QUOTED TEXT »
========================================
Virtual Threads and Tomcat

.png

Virtual threads are the ideal mechanism for running mostly blocking tasks, providing a high level of concurrency without requiring asynchronous acrobatics from business logic programmers. I show that it is easy to configure Tomcat for virtual threads, provided one makes a small change to the Tomcat source code.

Virtual Threads

Java 19 has virtual threads as a preview feature, described in JEP 425. Virtual threads are scheduled to run in platform threads. When a virtual thread blocks, it is parked and another virtual thread can run in its place. Large numbers of virtual threads can run concurrently, provided that they mostly block. This workload is typical in web applications where requests spend much of their time waiting for responses from database queries or other external services.

Tasks for virtual threads can be written in synchronous style, expressing control flow with the standard Java language constructs: method calls (which may block), loops, and exceptions. This is in contrast to the asynchronous style with callbacks or chained completable futures.

For example, in an application that harvested images, I had the following asynchronous style code:

CompletableFuture.supplyAsync(info::getUrl, pool)
   .thenCompose(url -> getBodyAsync(url, HttpResponse.BodyHandlers.ofString()))
   .thenApply(info::findImage)
   .thenCompose(url -> getBodyAsync(url, HttpResponse.BodyHandlers.ofByteArray()))
   .thenApply(info::setImageData)
   .thenAccept(this::process)
   .exceptionally(t -> { t.printStackTrace(); return null; });

With virtual threads, I was able to rewrite it like this:

try {
   String page = getBody(info.getUrl(), HttpResponse.BodyHandlers.ofString());
      // Blocks, but with virtual threads, blocking is cheap
   String imageUrl = info.findImage(page);
   byte[] data = getBody(imageUrl, HttpResponse.BodyHandlers.ofByteArray()); // Blocks
   info.setImageData(data);
   process(info);
} catch (Throwable t) {
   t.printStackTrace();
}

Which version would you prefer to write? To read? To debug?

I am guessing that most Java programmers prefer to use Java syntax for writing business logic. This is the principal benefit of using virtual threads.

A Client with Virtual Threads

I needed to test my modifications to Tomcat. I could have used a shell script or JMeter, but in the interest of practicing the use of virtual threads, here is a simple client. The client simply places requests and puts the results into a blocking queue:

var q = new LinkedBlockingQueue<String>();
try (ExecutorService exec = Executors.newVirtualThreadPerTaskExecutor()) {
   for (int i = 0; i < nthreads; i++) {
      exec.submit(() -> {
         try {
            String response = getBody(url + "?sent=" + Instant.now(), HttpResponse.BodyHandlers.ofString());
            q.put(response);
            Thread.sleep(delay);
         }
         catch (Exception ex) {
            ex.printStackTrace();
         }
      });
   }
}

This is standard concurrent Java code. There are only two differences with virtual threads:

Each submitted task blocks on the calls to getBody, put, and sleep. In addition, execution blocks in the close method of the executor. I don't care. With virtual threads, blocking is cheap.
========================================
DATASET CONTENT »
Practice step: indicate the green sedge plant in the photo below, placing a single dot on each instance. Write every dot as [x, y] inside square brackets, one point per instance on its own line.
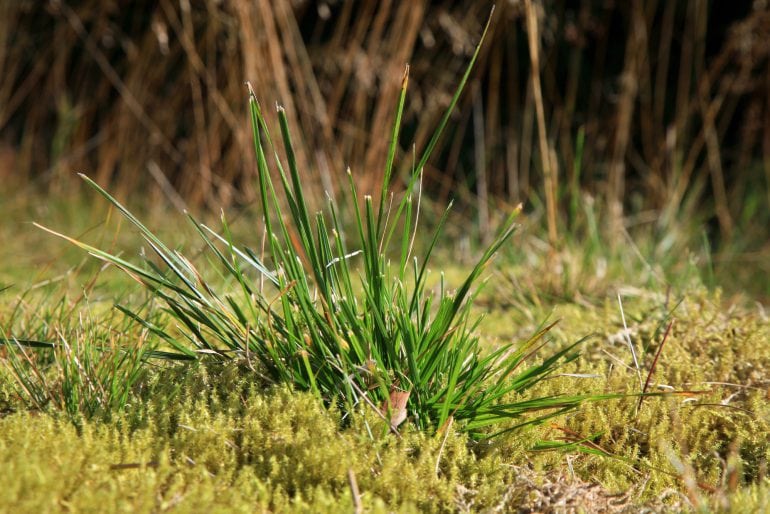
========================================
WRITTEN INSTRUCTION »
Reproduce, word for word, the passage of the Tomcat virtual threads article that starts with "CompletableFuture.supplyAsync(info::getUrl, pool)" and ends with "-> getBodyAsync(url, HttpResponse.BodyHandlers.ofByteArray()))".

SOLUTION FOR THIS TASK »
CompletableFuture.supplyAsync(info::getUrl, pool)
   .thenCompose(url -> getBodyAsync(url, HttpResponse.BodyHandlers.ofString()))
   .thenApply(info::findImage)
   .thenCompose(url -> getBodyAsync(url, HttpResponse.BodyHandlers.ofByteArray()))